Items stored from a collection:

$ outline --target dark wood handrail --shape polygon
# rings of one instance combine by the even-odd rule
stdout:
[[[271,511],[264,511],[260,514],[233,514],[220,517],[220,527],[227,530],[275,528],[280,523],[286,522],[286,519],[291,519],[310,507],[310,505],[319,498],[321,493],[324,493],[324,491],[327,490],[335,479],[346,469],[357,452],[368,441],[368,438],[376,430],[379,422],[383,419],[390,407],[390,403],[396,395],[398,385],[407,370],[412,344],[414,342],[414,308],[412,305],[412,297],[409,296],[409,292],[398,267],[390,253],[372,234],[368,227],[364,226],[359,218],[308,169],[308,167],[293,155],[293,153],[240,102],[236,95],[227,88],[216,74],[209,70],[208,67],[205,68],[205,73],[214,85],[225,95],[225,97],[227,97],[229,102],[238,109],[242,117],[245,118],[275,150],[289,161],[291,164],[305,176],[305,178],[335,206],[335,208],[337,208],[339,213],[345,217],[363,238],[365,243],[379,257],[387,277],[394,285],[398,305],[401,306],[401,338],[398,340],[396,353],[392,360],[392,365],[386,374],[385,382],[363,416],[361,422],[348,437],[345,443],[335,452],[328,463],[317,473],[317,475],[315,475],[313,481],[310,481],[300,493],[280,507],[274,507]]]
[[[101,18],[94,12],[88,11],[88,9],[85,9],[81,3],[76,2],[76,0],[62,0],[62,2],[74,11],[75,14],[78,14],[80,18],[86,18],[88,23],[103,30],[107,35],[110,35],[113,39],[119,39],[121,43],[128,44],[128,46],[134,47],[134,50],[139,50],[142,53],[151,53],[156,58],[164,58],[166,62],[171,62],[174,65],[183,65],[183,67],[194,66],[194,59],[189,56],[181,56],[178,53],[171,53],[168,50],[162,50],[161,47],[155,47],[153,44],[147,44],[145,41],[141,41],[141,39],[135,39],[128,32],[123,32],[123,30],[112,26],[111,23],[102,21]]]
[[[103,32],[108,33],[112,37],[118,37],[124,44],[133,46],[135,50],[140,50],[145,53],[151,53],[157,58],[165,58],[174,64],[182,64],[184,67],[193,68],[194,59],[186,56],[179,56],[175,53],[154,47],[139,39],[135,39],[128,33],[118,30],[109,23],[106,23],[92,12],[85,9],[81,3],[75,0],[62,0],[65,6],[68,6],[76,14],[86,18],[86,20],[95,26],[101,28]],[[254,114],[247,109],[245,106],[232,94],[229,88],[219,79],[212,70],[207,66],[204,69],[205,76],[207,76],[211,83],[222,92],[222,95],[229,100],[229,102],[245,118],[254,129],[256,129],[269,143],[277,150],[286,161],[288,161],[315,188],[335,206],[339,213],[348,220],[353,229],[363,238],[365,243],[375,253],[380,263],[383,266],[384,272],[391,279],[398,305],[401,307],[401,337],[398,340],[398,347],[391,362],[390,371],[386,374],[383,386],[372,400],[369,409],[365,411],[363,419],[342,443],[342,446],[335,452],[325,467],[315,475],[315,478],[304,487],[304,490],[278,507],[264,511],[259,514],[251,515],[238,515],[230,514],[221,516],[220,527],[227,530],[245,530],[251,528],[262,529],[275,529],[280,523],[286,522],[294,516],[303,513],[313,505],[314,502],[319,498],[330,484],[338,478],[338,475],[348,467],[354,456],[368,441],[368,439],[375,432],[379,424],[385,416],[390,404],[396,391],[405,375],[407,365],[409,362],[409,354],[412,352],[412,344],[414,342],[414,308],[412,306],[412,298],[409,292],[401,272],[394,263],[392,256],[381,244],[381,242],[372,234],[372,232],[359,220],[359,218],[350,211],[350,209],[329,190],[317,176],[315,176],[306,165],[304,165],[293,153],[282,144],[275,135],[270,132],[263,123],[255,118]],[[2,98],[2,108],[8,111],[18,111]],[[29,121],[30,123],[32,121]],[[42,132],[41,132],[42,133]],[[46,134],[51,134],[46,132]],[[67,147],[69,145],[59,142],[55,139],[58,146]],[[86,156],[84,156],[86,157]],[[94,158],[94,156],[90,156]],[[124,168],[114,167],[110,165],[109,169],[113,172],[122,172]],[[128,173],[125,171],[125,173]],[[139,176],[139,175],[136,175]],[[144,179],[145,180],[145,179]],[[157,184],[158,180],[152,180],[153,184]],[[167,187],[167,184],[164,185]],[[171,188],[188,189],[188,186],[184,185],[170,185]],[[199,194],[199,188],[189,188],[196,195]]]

WHAT NEEDS TO BE DONE:
List every line in the records that contains the word "rule".

COMPLETED TASK:
# rings of one instance combine by the even-odd rule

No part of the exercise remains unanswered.